TASK STATEMENT
Only a number is wanted: how many lines of the entries include the string "green"?

DATA FOR THIS TASK
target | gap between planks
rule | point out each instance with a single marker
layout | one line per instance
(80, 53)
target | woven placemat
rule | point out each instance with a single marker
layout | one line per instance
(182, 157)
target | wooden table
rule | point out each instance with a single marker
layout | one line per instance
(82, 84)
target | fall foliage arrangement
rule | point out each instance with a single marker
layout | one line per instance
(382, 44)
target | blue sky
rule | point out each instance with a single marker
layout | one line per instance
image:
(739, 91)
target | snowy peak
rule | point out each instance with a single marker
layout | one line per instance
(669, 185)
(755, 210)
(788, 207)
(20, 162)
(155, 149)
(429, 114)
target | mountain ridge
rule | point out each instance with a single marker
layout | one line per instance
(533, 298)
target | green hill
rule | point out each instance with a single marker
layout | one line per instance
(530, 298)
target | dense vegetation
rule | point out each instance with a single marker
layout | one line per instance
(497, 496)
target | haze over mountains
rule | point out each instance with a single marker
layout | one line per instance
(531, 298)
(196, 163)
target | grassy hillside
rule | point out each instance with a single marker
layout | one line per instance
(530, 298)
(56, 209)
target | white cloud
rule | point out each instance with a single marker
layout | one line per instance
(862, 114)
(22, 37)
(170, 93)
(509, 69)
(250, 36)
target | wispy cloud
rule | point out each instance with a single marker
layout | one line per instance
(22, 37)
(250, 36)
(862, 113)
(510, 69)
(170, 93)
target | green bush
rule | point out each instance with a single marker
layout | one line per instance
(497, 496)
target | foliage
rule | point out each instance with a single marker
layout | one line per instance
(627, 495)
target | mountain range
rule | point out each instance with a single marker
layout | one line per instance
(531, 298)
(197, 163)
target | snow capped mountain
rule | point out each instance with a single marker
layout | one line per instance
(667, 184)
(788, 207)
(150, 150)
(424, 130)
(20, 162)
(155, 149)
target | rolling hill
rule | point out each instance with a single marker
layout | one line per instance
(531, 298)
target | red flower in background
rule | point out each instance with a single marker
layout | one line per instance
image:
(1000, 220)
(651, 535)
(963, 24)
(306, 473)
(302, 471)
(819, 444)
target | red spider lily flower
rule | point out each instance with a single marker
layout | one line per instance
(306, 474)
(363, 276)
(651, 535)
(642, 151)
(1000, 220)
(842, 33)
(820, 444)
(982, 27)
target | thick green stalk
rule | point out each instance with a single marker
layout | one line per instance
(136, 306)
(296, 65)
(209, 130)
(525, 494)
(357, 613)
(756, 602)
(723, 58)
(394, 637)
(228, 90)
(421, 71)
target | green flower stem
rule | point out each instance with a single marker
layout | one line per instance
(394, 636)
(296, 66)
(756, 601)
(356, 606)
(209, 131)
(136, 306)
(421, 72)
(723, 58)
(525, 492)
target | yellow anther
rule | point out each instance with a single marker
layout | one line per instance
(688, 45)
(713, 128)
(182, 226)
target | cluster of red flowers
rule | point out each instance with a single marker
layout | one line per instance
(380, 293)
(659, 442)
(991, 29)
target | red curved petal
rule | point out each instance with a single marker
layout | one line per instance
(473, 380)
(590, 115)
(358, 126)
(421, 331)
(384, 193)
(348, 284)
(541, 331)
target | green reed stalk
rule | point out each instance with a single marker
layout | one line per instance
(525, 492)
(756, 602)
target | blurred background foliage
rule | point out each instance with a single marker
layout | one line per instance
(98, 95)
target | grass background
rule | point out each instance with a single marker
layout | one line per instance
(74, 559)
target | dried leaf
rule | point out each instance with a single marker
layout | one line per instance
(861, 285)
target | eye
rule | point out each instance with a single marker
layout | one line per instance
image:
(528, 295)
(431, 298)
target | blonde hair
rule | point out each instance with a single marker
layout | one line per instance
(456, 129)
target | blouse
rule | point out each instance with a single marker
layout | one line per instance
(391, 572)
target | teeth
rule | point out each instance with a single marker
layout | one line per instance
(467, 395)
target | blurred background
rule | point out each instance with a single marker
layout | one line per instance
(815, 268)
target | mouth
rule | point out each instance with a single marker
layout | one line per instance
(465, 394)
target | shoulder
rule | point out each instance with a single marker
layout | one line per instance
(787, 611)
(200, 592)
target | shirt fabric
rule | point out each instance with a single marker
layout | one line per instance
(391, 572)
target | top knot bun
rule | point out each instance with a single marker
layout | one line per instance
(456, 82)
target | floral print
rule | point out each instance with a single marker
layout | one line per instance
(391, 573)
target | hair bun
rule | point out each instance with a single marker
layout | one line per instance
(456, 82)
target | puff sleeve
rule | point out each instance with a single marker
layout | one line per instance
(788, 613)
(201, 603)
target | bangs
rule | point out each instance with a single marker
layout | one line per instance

SOLUTION TO THIS TASK
5